WRITTEN TASK A: Could you print out the whole Cbc C interface header excerpt below, character for character?

======== DOCUMENT SECTION

10    It is mostly similar to the "C" interface to Clp and
11    was contributed by Bob Entriken.
12*/
13
14#ifdef __cplusplus
15extern "C"{
16#endif
17 
18  /**@name Constructors and destructor
19     These do not have an exact analogue in C++.
20     The user does not need to know structure of Cbc_Model.
21     
22     For all functions outside this group there is an exact C++
23     analogue created by taking the first parameter out, removing the Cbc_
24     from name and applying the method to an object of type ClpSimplex.

================
======== EXTRACTED MATERIAL

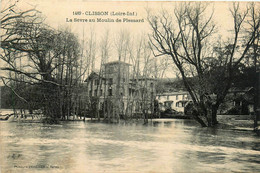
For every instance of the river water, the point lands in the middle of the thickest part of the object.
(160, 146)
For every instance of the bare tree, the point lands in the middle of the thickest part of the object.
(184, 36)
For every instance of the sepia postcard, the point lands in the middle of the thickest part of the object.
(129, 86)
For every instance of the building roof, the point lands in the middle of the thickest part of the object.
(173, 93)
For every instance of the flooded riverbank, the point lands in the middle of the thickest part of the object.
(161, 146)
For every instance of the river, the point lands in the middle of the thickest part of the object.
(160, 146)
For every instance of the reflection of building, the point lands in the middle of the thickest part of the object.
(173, 100)
(116, 85)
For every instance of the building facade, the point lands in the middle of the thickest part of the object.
(115, 88)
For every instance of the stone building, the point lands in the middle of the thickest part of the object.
(174, 100)
(116, 88)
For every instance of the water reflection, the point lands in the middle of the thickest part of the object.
(162, 145)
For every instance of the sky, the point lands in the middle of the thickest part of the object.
(62, 13)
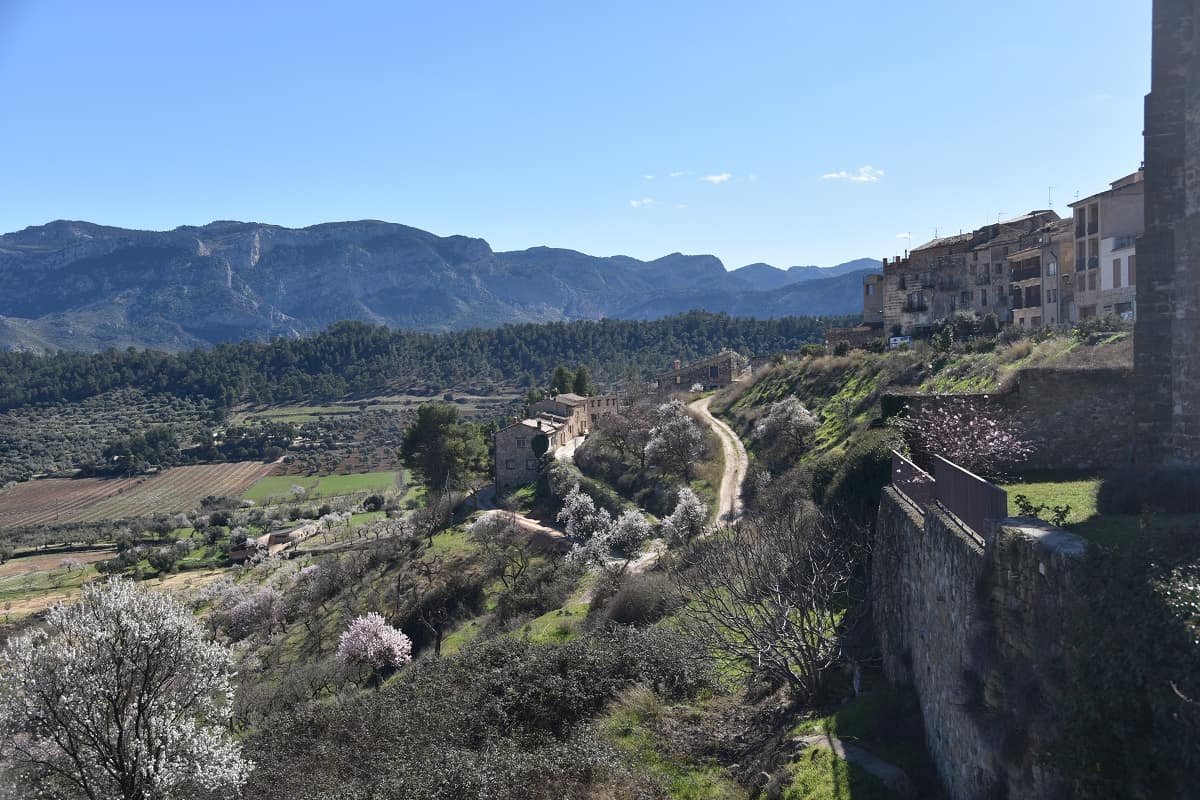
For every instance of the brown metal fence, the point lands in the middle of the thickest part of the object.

================

WRITTEN TASK B: Could you give the entire listing above again with "thickest" swapped for "widest" throughout, everything else unchanged and the pictures left out?

REPLY A:
10    It is mostly similar to the "C" interface to Clp and
11    was contributed by Bob Entriken.
12*/
13
14#ifdef __cplusplus
15extern "C"{
16#endif
17 
18  /**@name Constructors and destructor
19     These do not have an exact analogue in C++.
20     The user does not need to know structure of Cbc_Model.
21     
22     For all functions outside this group there is an exact C++
23     analogue created by taking the first parameter out, removing the Cbc_
24     from name and applying the method to an object of type ClpSimplex.

REPLY B:
For every instance of the river water, the point lands in the middle of the widest part of the object.
(160, 146)
For every instance of the bare tree, the point lands in the middle of the widest part of the object.
(184, 36)
For every instance of the sepia postcard, the point lands in the middle of the widest part of the object.
(129, 86)
For every instance of the building roof, the point lands in the middle of the widest part of the object.
(173, 93)
For every instance of the flooded riverbank, the point lands in the middle of the widest part of the object.
(161, 146)
For every instance of the river, the point lands in the middle of the widest part of the object.
(160, 146)
For every instance of the reflection of building, the point lands in the middle of the widest part of the object.
(173, 100)
(116, 85)
For every instance of the building facade, the point lands in the middle of the widest part of the object.
(115, 88)
For every instance of the stone building, the point lands in the middle of the widest part of the object.
(174, 100)
(116, 88)
For every instance of the water reflection, the point lands in the middle of the widest part of the object.
(162, 145)
For every instance of the sky, the point lands in the middle of the widest part of the object.
(62, 13)
For every instance of the brown metal fence, the point lands in the middle of the widest part of the object.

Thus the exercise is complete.